From the line that includes "Where can you see the table" to the last line of the records, inclusive, repeat each line exactly.

[Items listed in a dataset]

● ● ● ●

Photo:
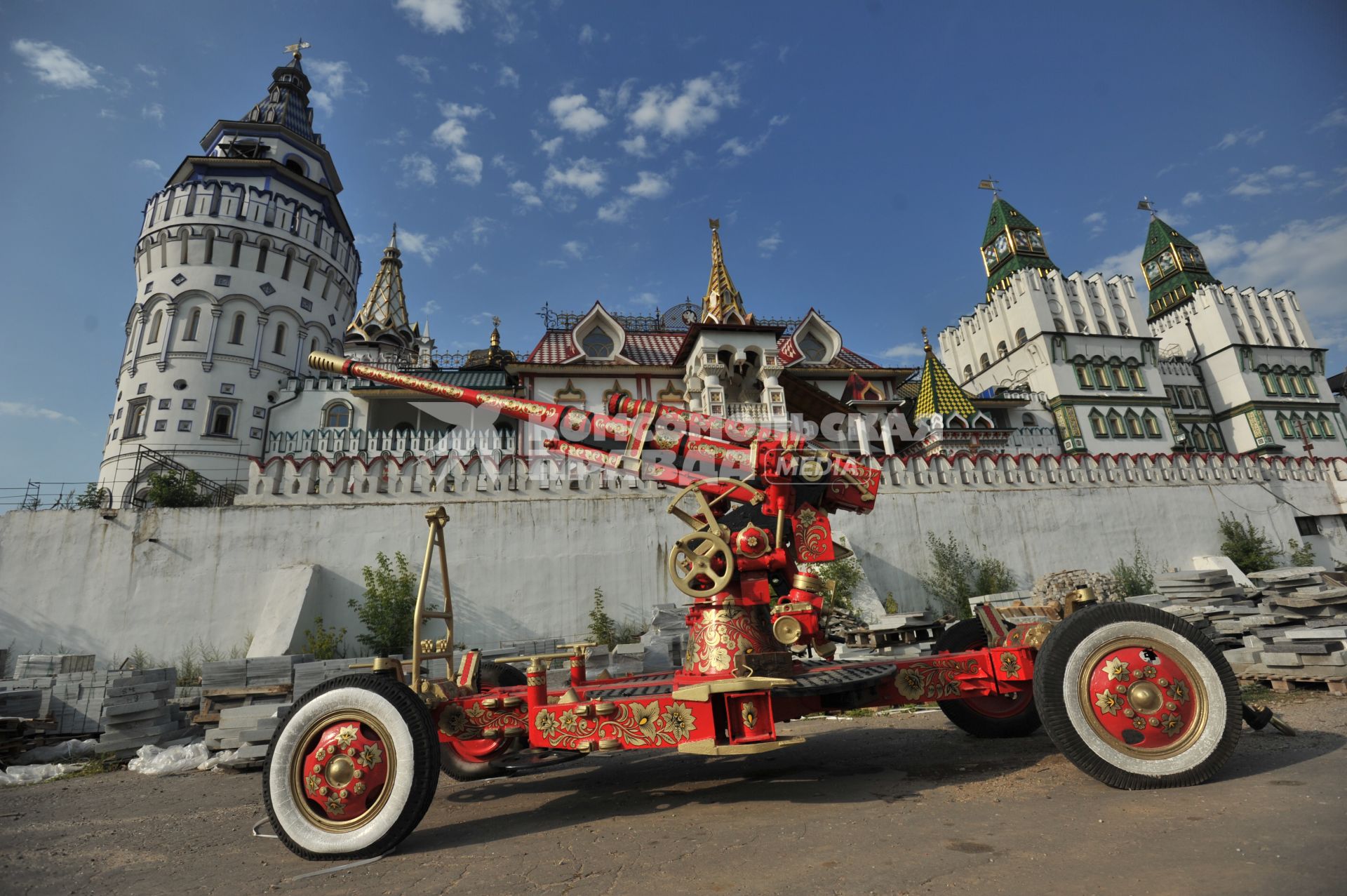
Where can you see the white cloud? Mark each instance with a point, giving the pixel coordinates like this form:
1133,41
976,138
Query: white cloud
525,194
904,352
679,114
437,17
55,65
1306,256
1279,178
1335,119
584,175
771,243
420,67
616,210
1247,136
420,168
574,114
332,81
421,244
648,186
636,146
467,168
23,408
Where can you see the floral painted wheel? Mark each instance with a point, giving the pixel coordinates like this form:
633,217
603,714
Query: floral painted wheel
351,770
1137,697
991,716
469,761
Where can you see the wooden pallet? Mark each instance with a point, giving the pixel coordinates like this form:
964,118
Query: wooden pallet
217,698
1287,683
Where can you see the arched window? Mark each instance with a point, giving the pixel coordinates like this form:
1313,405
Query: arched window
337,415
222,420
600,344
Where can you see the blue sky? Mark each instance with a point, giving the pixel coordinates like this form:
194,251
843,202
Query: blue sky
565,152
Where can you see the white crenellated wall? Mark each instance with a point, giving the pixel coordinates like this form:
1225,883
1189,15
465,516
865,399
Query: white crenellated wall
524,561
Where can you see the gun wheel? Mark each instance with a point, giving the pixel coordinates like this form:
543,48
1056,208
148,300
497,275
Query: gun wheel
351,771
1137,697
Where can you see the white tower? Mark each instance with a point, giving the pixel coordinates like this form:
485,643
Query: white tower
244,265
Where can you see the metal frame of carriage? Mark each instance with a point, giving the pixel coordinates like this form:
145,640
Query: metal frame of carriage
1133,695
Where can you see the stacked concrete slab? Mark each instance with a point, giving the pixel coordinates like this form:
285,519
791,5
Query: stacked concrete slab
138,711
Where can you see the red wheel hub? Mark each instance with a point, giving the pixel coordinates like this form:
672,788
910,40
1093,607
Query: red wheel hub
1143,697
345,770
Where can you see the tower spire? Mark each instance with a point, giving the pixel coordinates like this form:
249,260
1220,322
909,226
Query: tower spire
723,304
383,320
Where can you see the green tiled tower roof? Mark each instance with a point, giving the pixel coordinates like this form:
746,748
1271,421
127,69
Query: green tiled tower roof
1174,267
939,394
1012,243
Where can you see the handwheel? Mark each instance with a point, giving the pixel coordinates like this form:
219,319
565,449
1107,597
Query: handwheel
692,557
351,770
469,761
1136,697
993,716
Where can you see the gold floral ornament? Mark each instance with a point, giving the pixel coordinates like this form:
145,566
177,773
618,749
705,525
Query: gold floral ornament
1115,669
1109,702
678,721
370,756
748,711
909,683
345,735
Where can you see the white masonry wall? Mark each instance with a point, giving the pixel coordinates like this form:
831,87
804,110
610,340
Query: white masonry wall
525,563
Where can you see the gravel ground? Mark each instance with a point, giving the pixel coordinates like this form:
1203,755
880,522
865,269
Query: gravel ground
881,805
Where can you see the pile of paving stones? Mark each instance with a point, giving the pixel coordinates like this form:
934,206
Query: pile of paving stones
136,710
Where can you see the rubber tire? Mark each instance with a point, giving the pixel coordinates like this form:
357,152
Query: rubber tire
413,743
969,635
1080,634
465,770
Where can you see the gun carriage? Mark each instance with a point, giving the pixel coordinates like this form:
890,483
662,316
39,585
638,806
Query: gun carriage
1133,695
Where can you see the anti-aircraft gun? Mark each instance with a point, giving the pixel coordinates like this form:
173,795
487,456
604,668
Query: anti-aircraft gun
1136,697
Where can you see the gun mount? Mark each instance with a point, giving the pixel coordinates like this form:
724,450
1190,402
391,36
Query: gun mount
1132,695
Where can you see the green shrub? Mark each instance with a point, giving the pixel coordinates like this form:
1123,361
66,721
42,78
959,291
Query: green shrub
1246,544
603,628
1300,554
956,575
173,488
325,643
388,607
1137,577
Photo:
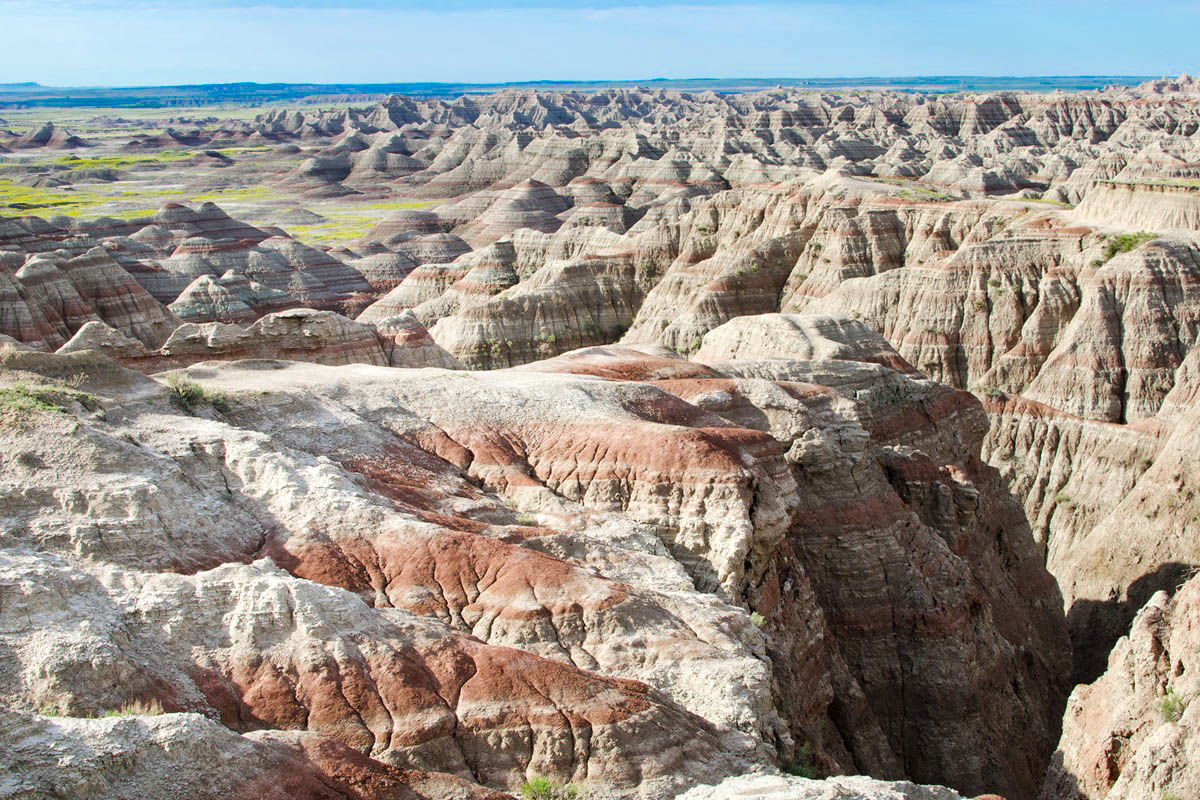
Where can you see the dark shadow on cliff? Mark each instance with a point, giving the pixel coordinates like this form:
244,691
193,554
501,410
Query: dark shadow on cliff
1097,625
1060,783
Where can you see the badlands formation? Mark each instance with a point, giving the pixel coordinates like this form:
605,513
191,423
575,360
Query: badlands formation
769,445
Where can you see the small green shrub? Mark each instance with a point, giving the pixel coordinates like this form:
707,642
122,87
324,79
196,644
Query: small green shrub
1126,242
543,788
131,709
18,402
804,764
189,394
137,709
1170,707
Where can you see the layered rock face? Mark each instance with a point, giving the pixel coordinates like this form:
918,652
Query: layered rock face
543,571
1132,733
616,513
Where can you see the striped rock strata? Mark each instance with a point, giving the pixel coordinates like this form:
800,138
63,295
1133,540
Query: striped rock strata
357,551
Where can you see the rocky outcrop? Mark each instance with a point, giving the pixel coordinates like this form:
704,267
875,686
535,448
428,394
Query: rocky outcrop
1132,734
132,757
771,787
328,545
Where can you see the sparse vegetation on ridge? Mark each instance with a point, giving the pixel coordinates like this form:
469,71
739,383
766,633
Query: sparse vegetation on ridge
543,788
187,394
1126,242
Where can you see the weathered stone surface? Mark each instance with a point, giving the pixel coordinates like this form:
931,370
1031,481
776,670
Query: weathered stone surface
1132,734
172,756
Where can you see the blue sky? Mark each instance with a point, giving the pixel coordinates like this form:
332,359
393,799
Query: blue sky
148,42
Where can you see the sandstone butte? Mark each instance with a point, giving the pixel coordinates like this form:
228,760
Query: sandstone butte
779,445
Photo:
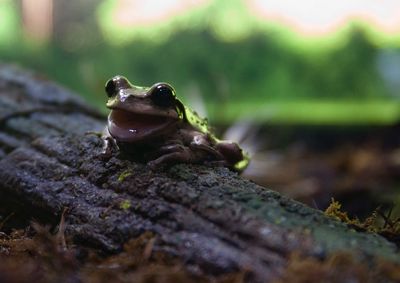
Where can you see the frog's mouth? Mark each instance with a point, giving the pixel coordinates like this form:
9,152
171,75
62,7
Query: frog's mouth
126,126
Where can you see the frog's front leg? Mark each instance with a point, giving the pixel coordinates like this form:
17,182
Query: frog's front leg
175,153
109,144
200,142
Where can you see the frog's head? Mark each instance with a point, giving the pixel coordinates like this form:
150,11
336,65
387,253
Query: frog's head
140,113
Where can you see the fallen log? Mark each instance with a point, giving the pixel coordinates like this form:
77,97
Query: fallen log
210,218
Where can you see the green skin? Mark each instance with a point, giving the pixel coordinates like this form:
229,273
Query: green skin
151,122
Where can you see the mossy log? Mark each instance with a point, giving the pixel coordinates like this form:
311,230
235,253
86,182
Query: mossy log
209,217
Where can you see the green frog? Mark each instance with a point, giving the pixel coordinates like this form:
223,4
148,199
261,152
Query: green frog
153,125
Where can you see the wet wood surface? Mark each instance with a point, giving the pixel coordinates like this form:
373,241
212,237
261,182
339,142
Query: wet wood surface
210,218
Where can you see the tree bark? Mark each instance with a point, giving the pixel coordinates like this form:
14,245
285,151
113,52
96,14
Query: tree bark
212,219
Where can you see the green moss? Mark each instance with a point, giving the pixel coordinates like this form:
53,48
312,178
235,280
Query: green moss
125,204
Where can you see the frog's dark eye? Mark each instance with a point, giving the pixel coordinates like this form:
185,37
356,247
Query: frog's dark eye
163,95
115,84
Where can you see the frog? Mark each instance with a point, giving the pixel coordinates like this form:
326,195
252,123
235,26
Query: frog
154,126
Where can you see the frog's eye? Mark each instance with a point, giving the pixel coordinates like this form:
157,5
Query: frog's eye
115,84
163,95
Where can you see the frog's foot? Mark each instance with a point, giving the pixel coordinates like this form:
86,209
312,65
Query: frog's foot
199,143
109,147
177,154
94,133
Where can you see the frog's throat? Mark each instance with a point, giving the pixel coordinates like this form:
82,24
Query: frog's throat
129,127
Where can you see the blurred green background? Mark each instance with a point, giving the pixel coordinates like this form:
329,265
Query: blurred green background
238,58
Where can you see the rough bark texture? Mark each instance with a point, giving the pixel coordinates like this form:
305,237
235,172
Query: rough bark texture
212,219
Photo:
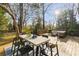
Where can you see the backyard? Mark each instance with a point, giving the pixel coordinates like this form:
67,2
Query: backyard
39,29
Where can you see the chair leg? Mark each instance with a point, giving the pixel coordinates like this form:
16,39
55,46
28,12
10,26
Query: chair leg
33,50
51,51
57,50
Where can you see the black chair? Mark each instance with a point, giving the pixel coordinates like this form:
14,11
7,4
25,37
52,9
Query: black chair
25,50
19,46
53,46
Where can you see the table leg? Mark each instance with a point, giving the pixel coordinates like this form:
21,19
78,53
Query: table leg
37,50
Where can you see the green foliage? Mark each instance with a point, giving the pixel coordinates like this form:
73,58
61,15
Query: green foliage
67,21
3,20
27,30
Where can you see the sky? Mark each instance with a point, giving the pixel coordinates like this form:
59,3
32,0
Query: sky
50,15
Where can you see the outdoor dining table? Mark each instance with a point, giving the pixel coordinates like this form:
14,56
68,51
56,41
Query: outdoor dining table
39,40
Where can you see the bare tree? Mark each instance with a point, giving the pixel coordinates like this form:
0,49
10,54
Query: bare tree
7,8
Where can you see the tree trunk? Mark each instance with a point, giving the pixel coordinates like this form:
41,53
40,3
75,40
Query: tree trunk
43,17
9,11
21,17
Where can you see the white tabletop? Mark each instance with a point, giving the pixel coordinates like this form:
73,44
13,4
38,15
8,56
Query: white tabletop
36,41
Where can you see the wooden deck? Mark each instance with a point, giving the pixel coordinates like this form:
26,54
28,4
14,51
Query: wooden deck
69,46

● ● ● ●

- Answer -
Where can you see the table leg? Mark each instance with a point, giving the pixel coordinates like this form:
21,19
78,53
Query: table leg
37,50
Where can you see the green foliage? Mark each instance with a point, giving the pixel coordinates like this form:
73,58
61,15
Query: green foliage
67,21
3,20
27,30
Where can you see the sky? Mark each instance with a point, giving the pixel coordinates like this form:
59,3
32,0
Query: sky
50,15
Where can you see the outdoor dining table? Mark each instance with a point, giving the pixel coordinates like this form:
14,56
68,51
56,41
Query: outdoor dining table
39,40
Where can you see the bare tree? Mark each instance with a point, giving the pixel coordinates like this form:
0,49
10,54
Query: bare tree
7,8
Where can you see the tree trunk? Mark each instance with a point, giving the pixel coordinates like this form:
41,53
40,3
75,40
Query: tree trunk
43,17
9,11
21,17
Where can you see the white tabletop? Mark each instance with a point, giving the pixel coordinates like this form:
73,44
13,4
38,15
8,56
Query: white tabletop
36,41
Where can you see the wooden deck? Mark each instance with a point, giving the pixel coordinates like this form:
26,54
28,4
14,51
Query: wooden deck
69,46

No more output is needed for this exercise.